What you will do
Rewrite the records below as a two-column CSV with the header text,answer and one row per record. Put each record's text in the first column and its answer in the second, wrapping every field in double quotes and replacing line breaks with spaces.

Available records
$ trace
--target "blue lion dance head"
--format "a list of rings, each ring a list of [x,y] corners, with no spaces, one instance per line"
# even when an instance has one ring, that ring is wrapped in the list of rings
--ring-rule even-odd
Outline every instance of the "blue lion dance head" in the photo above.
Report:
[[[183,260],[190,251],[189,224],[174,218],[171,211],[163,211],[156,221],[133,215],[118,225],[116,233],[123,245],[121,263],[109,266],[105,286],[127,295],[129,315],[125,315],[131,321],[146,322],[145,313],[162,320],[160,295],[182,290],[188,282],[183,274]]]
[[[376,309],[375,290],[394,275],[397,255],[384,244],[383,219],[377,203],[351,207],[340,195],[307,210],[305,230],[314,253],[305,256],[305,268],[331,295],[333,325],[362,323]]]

Problem solution
text,answer
"$ trace --target ""blue lion dance head"" --format ""a list of rings, each ring a list of [x,y] corners, with no spaces, one instance per line"" # even when an instance has one ring, that ring is wrapped in the list of rings --ring-rule even-odd Outline every instance of the ""blue lion dance head"" in the photo above. Report:","[[[183,260],[190,251],[189,224],[174,218],[171,211],[163,211],[156,221],[133,215],[118,225],[116,233],[123,245],[121,263],[109,266],[105,286],[127,295],[129,315],[125,315],[131,321],[146,322],[145,313],[162,320],[160,295],[182,290],[188,282],[183,274]]] [[[376,309],[375,290],[394,275],[397,255],[384,244],[383,219],[377,203],[351,207],[340,195],[307,210],[305,230],[314,253],[305,256],[305,268],[331,295],[333,325],[362,323]]]"